▶ _GIVEN REQUEST_
Reproduce every line of the records below, request lines included, and shift each coordinate in the answers up by 10. Leave all numbers in the request text, including the format sample, unchanged.

(Point labeling examples)

┌────────

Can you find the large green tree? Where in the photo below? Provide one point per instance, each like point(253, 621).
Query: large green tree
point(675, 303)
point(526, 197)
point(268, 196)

└────────

▶ _TASK SOLUTION_
Can you find the large green tree? Where in the photo below? Provide one point per instance, each like point(253, 621).
Query: large green tree
point(685, 313)
point(536, 207)
point(278, 206)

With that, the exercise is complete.